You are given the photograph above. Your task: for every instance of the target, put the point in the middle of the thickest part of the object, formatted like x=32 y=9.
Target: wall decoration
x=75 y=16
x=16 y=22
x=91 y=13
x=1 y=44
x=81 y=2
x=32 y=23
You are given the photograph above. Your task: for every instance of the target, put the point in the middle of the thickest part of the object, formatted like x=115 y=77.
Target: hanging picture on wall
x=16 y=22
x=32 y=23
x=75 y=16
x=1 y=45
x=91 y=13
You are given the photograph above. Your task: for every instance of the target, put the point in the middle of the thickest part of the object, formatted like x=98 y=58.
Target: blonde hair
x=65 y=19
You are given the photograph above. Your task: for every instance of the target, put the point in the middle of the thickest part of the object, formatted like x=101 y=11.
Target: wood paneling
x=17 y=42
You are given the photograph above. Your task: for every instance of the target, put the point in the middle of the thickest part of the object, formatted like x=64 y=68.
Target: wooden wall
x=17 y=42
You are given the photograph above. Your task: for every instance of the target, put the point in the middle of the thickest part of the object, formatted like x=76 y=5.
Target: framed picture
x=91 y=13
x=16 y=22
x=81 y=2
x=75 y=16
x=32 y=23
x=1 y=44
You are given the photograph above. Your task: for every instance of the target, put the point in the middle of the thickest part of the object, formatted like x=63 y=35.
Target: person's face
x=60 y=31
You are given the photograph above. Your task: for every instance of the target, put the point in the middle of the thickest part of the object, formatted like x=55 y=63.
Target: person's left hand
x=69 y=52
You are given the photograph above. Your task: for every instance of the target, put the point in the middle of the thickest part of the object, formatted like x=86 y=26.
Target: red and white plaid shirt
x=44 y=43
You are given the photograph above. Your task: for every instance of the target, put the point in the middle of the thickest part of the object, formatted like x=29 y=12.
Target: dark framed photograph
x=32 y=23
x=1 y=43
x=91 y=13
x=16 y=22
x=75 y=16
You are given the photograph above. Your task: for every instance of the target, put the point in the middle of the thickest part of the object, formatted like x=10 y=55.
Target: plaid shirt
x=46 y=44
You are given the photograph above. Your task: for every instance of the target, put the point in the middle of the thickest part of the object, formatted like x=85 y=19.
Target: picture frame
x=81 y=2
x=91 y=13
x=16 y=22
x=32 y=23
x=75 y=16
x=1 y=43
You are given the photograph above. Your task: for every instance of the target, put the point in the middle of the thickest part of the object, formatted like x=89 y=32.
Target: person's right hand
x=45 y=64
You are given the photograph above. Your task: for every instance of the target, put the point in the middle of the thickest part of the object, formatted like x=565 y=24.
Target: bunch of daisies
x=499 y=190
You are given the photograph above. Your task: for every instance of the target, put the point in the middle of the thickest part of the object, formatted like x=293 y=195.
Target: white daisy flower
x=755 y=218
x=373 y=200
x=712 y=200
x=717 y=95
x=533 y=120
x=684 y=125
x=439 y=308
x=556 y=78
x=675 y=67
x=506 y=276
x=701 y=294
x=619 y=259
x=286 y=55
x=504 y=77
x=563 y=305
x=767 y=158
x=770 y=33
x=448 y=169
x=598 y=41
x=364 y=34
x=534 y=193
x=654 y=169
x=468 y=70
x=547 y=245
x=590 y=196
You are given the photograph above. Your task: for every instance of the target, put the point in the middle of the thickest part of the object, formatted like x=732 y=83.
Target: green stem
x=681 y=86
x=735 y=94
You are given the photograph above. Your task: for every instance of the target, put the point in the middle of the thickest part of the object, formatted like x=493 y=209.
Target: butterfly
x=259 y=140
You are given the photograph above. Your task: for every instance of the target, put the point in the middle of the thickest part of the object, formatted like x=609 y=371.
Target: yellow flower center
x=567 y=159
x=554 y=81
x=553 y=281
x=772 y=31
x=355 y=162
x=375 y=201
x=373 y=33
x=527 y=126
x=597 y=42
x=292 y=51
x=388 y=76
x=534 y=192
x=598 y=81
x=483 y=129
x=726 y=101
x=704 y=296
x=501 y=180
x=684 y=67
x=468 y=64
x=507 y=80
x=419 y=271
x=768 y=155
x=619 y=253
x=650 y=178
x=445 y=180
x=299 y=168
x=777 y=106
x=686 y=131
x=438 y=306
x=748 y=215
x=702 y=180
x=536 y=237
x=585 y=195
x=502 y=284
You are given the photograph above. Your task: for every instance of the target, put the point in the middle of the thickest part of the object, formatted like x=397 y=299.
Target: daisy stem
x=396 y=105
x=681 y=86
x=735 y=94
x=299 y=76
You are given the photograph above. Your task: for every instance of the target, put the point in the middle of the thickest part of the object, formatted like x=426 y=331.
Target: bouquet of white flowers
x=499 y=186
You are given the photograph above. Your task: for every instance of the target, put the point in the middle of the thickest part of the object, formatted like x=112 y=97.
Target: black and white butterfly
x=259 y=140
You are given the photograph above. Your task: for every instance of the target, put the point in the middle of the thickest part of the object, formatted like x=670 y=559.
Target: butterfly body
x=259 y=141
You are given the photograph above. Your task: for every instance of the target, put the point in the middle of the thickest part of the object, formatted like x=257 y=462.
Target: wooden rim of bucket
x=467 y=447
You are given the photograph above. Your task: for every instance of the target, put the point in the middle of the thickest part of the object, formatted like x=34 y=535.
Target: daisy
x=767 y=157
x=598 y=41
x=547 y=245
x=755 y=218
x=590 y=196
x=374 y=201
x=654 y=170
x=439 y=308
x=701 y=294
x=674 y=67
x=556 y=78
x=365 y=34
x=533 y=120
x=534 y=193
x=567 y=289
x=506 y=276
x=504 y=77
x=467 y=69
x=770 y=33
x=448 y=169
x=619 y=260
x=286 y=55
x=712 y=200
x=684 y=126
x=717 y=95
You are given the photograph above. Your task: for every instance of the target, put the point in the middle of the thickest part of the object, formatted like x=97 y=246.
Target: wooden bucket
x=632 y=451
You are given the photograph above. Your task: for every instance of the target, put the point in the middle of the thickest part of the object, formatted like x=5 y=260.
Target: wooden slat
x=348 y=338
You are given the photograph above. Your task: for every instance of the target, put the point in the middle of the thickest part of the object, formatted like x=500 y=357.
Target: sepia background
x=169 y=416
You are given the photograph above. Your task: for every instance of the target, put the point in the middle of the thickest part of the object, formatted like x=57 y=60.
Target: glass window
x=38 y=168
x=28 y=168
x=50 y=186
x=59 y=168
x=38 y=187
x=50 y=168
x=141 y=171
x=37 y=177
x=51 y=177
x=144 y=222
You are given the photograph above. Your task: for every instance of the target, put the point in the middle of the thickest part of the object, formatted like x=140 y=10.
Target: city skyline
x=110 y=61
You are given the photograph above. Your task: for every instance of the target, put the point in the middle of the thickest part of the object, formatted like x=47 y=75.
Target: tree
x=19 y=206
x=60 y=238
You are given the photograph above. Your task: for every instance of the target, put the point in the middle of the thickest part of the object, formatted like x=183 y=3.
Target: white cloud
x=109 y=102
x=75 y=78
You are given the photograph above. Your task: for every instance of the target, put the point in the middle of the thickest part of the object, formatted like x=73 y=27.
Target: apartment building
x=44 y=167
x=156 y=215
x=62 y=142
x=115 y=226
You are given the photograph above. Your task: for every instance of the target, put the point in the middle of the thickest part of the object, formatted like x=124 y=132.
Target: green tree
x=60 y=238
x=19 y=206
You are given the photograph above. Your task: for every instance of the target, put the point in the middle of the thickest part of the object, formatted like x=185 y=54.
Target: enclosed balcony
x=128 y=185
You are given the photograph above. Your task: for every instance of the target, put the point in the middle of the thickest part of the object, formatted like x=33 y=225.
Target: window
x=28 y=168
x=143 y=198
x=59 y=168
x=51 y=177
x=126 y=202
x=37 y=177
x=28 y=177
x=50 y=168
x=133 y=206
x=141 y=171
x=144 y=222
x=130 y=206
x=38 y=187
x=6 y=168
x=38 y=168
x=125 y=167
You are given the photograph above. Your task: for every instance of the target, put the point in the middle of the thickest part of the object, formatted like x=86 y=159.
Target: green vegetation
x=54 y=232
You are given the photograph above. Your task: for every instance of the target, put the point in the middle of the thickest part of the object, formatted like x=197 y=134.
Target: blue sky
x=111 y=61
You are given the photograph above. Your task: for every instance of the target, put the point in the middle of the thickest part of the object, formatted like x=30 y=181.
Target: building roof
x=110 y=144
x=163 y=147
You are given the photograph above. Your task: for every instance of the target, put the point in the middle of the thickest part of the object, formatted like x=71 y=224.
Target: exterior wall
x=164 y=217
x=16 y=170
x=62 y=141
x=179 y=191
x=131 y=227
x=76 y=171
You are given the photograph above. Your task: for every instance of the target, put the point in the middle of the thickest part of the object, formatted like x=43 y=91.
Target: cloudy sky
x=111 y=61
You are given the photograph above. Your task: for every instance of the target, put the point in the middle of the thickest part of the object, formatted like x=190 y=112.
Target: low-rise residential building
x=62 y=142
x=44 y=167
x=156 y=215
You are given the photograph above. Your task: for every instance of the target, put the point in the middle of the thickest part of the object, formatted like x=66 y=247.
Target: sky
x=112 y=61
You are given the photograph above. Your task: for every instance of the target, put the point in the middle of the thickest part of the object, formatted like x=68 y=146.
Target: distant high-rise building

**Problem to solve**
Among the records above, repeat exactly the line with "Target: red and white plaid shirt", the line with "like x=89 y=32.", and every line in between, and only those.

**Expected answer**
Target: red and white plaid shirt
x=44 y=43
You are given the photograph above. Your task: for every instance of the target, put the point in the middle of the thickest part of the object, formatted like x=29 y=12.
Target: dark framed photograph
x=32 y=23
x=1 y=43
x=91 y=13
x=16 y=22
x=75 y=16
You are given the photograph above. Your task: for every instance of the target, put the point in the middle of the thickest part of the object, formatted like x=10 y=55.
Target: plaid shirt
x=46 y=44
You are given the photograph above. Your task: for every instance of the target, put the point in the middle of the thickest part of the object, formatted like x=85 y=19.
Target: picture frame
x=81 y=2
x=91 y=13
x=16 y=22
x=32 y=23
x=75 y=16
x=1 y=43
You are given the photograph above. Your task: for every instance of the target, put the point in the middle of the thickest part of the object, formatted like x=89 y=32.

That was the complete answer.